Extracted entries:

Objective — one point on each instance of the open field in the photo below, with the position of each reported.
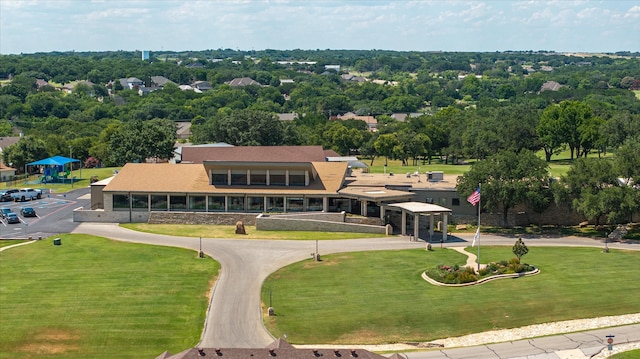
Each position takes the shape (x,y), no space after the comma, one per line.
(558,166)
(379,297)
(10,242)
(216,231)
(95,298)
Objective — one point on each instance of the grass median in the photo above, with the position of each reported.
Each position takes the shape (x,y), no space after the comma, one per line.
(219,231)
(379,296)
(92,297)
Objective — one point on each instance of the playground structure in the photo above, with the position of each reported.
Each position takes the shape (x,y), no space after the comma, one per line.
(56,169)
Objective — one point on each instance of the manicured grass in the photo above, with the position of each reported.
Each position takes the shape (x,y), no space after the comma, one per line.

What needs to be done: Recast every line of the items above as a numbered list, skipping blank lines and omitting the picture.

Solution:
1. Objective — one point on each instance of the open field in the photo below, with the position of each reported.
2. Each position takes the shape (x,y), no space after the comma, one per line.
3. (558,166)
4. (379,297)
5. (10,242)
6. (216,231)
7. (95,298)
8. Objective — one point on each instance of the grass median in the photo above, with the position of each reported.
9. Each position takes the shape (x,y), no space after the comma, one per line.
10. (219,231)
11. (379,296)
12. (92,297)
13. Objective — one point on each instance of the playground structure in the photo above, with the position of each reported.
14. Each position takes the shape (x,y), no space after the comma, one per line.
15. (56,169)
16. Objective — one point on each instance of the manicured grass in the photo above, with the position of each reported.
17. Each position takes the shape (x,y), no space after the comma, one per line.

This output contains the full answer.